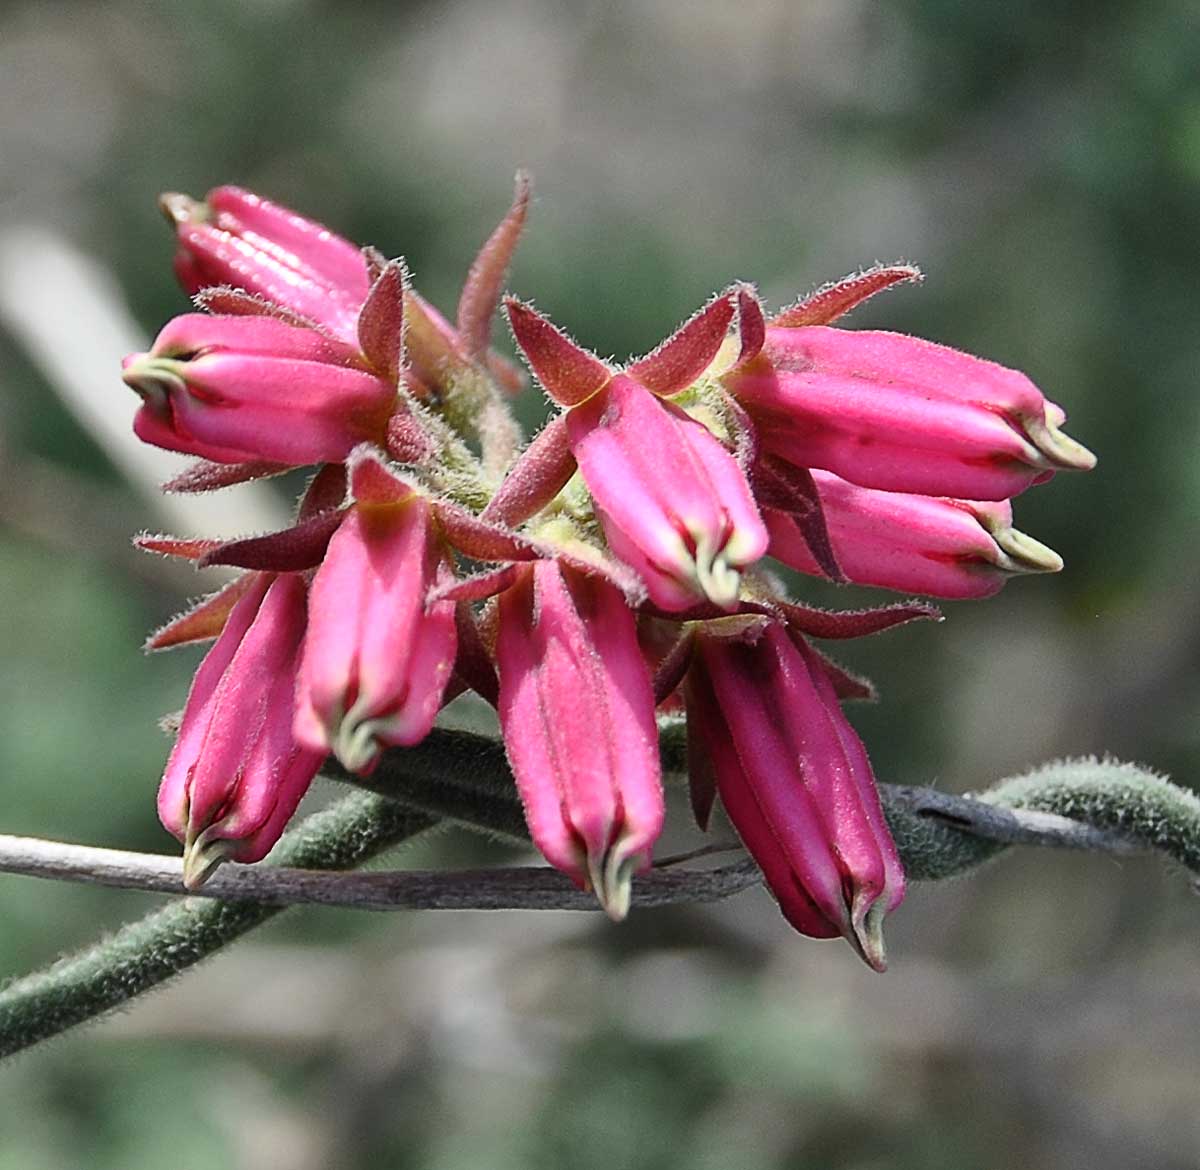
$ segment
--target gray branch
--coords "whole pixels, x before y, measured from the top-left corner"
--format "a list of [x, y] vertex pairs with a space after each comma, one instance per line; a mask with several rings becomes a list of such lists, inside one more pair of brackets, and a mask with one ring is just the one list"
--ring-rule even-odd
[[[129, 853], [0, 835], [0, 871], [159, 894], [316, 903], [360, 910], [594, 910], [596, 899], [546, 866], [475, 870], [322, 873], [284, 866], [225, 865], [196, 891], [185, 890], [177, 857]], [[748, 858], [717, 869], [659, 867], [634, 882], [634, 905], [715, 902], [759, 881]]]
[[[1133, 836], [1038, 808], [1005, 807], [995, 803], [1002, 791], [997, 789], [988, 794], [988, 799], [978, 799], [933, 788], [884, 785], [893, 830], [906, 863], [915, 870], [911, 876], [935, 878], [961, 872], [1008, 845], [1118, 855], [1167, 848], [1166, 843], [1156, 846], [1146, 840], [1144, 834]], [[974, 840], [964, 843], [964, 837]], [[958, 848], [953, 849], [954, 845]], [[938, 855], [934, 846], [953, 854], [942, 866], [935, 864]], [[1167, 851], [1174, 856], [1173, 851]], [[30, 837], [0, 835], [0, 872], [163, 894], [188, 893], [176, 857]], [[640, 907], [714, 902], [740, 893], [759, 880], [758, 868], [749, 858], [707, 869], [663, 864], [634, 882], [633, 902]], [[598, 909], [594, 897], [544, 866], [328, 873], [283, 866], [226, 865], [196, 893], [205, 898], [271, 906], [316, 903], [364, 910]]]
══════════════════════════════
Work instruction | With the images excluded, all entries are to be given again exactly.

Result below |
$ segment
--target gray branch
--coords "whole pixels, x before y, measured from the top-left corner"
--format "a list of [x, y] vertex pairs with a space after each comma, one instance per line; a mask with several rings becomes a list of such lists, inside one more pair of brackets, and a mask with one ring is just the one list"
--ring-rule even-odd
[[[129, 853], [0, 835], [0, 871], [159, 894], [316, 903], [360, 910], [594, 910], [596, 899], [546, 866], [475, 870], [322, 873], [284, 866], [225, 865], [196, 891], [185, 890], [177, 857]], [[748, 858], [717, 869], [659, 867], [634, 882], [634, 905], [715, 902], [759, 881]]]
[[[1133, 836], [1038, 808], [1005, 807], [995, 803], [1002, 791], [997, 789], [988, 794], [988, 799], [978, 799], [933, 788], [884, 785], [893, 830], [906, 863], [915, 870], [911, 876], [935, 878], [961, 872], [1008, 845], [1118, 855], [1167, 848], [1166, 843], [1156, 846], [1146, 840], [1144, 834]], [[974, 840], [964, 843], [964, 837]], [[958, 848], [953, 849], [954, 845]], [[938, 855], [934, 846], [953, 854], [942, 866], [935, 864]], [[1167, 851], [1174, 856], [1173, 851]], [[30, 837], [0, 835], [0, 872], [163, 894], [188, 893], [176, 857]], [[640, 907], [714, 902], [740, 893], [759, 880], [758, 868], [749, 858], [707, 869], [663, 864], [634, 882], [633, 902]], [[598, 909], [594, 897], [544, 866], [328, 873], [283, 866], [226, 865], [196, 893], [205, 898], [271, 906], [316, 903], [364, 910]]]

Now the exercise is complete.